Objectif 1 >> Reproduisez fidèlement le passage du texte sur le comblement de passif qui commence par « Pour mettre en » et se poursuit jusqu'à « fautes de gestion. ».
Objectif 2 >> Prolongez le texte sur le comblement de passif à partir de sa dernière phrase.

Texte fourni >>
────────
L’absence d’action en comblement de passif envers le dirigeant d’une société en cas d’insuffisance d’apports
Le dirigeant de droit ou de fait peut être poursuivui ,par le liquidateur judiciaire ou le Ministère public, en vue d'une procédure en comblement de passif .
Pour mettre en œuvre la responsabilité pour insuffisance d’actif d’un dirigeant, il convient de retenir à son encontre une faute de gestion (C. com., art. L. 651-2). Celle-ci doit avoir été commise avant l’ouverture de la liquidation judiciaire qui autorise l’exercice de l’action en responsabilité pour insuffisance d’actif.
En cas de liquidation judiciaire d'une personne morale, l'article L. 651-2 du Code de commerce a aménagé une responsabilité pour insuffisance d'actif à la charge son dirigeant fondée sur ses fautes de gestion.
En effet, “en cas de simple négligence du dirigeant de droit ou de fait dans la gestion de la société, sa responsabilité au titre de l'insuffisance d'actif ne peut être engagée”(C. com., art. L. 651-2, al. 1er, in fine). Cette disposition est entrée en vigueur le 11 décembre 2016
Or, lorsqu’une faute de gestion est commise par le dirigeant, il est loisible au liquidateur d’intenter une action en responsabilité pour insuffisance d’actif, autrement intitulée la procédure de comblement de passif (L651-2 du code de commerce).
L’objectif de cette procédure est d’imputer au dirigeant (ou aux dirigeants de manière solidaire par décision du tribunal) tout ou partie du passif de la société en fonction de la gravité de la faute qu’il a commise ayant eu pour conséquence la situation de la société dans laquelle elle se trouve désormais. Le dirigeant devra alors rembourser les dettes de la société sur son patrimoine propre.
La Cour de Cassation a rendu un arrêt intéressant , le 17 juin 2020 , puisqu’elle a refusé de sanctionner un dirigeant poursuivi en comblement de passif , en considérant que « L'insuffisance des apports consentis à une société lors de sa constitution, qui est imputable aux associés, ne constitue pas une faute de gestion. »
────────
Données sources >>
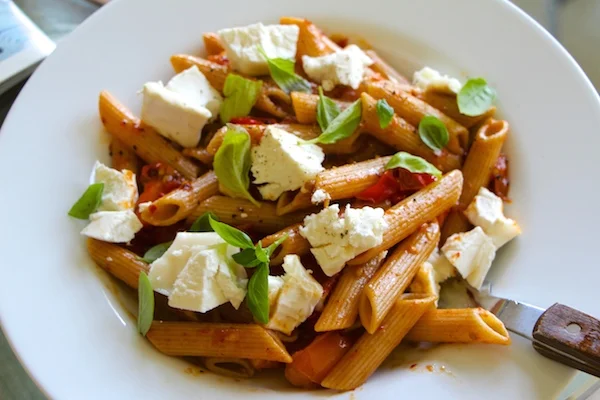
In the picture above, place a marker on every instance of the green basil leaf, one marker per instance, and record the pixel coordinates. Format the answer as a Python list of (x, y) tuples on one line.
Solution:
────────
Réponse attendue 1 >>
Pour mettre en œuvre la responsabilité pour insuffisance d’actif d’un dirigeant, il convient de retenir à son encontre une faute de gestion (C. com., art. L. 651-2). Celle-ci doit avoir été commise avant l’ouverture de la liquidation judiciaire qui autorise l’exercice de l’action en responsabilité pour insuffisance d’actif.
En cas de liquidation judiciaire d'une personne morale, l'article L. 651-2 du Code de commerce a aménagé une responsabilité pour insuffisance d'actif à la charge son dirigeant fondée sur ses fautes de gestion.

Réponse attendue 2 >>
I. Les conditions de l’engagement d’une procédure en comblement de passif
Cette procédure, loin d’être anodine en pratique, est cependant conditionnée à la réalisation de 3 conditions cumulatives : une action intentée par le ministère public ou le liquidateur, une insuffisance d’actif issue de faute(s) de gestion imputable au dirigeant de la société.
La notion de faute de gestion a cependant subi de nombreuses évolutions jurisprudentielles dont il ressort que commet notamment une faute de gestion, le dirigeant ne prenant pas compte du rapport d’expertise faisant acte d’une surévaluation des actifs de la société (Cass. com., 18 janv. 2000, n° 96-18.512), ou encore le dirigeant n’établissant pas les comptes annuels de la société en ne convoquant pas les associés à des assemblées générales (Cass. com., 31 janv. 1995, n° 92-21.548).
Ont été retenues comme faute de gestion :
• La poursuite abusive d'une exploitation déficitaire ;
• Le recours abusif au crédit ;
• Le fait de s'octroyer des rémunérations ou des avantages excessifs ;
• le fait d'avoir montré une particulière désinvolture dans la gestion, en ne tenant pas de comptabilité, en omettant de réunir les associés et en restant passif devant l'accumulation des dettes fiscales et sociales
• le fait de n'avoir pas payé les salariés pendant deux mois, d'avoir brutalement disparu en fermant l'établissement et de n'avoir évidemment pas finalement déposé le bilan
• le fait d'avoir créé au cours des quelques années d'activité de la société une importante insuffisance d'actif et fait preuve d'incompétence, et d'avoir malgré une cessation des paiements acquise un an auparavant, poursuivi abusivement l'exploitation déficitaire et procédé au dépôt de bilan seulement après avoir été assigné en redressement judiciaire
Quid d’un défaut de constitution des fonds propres ? Est- une faute imputable au dirigeant ?
II. L’absence de faute de gestion pour défaut de constitution des fonds propres
Comme développé ci-dessus, une faute de gestion est essentielle à l’enclenchement d’une procédure en comblement de passif. En l’espèce, le liquidateur avait assigné le dirigeant de la société en liquidation au paiement de l’intégralité de l’insuffisance d’actif au motif que manquaient les apports consentis à la société lors de sa constitution dont découle l’insuffisance d’actif de la société. Ce manquement était selon lui issu d’une faute de gestion du dirigeant.
La question est alors la suivante : un défaut d’apport est-il constitutif d’une faute de gestion imputable au dirigeant justifiant l’application d’une procédure de complément de passif à son égard ?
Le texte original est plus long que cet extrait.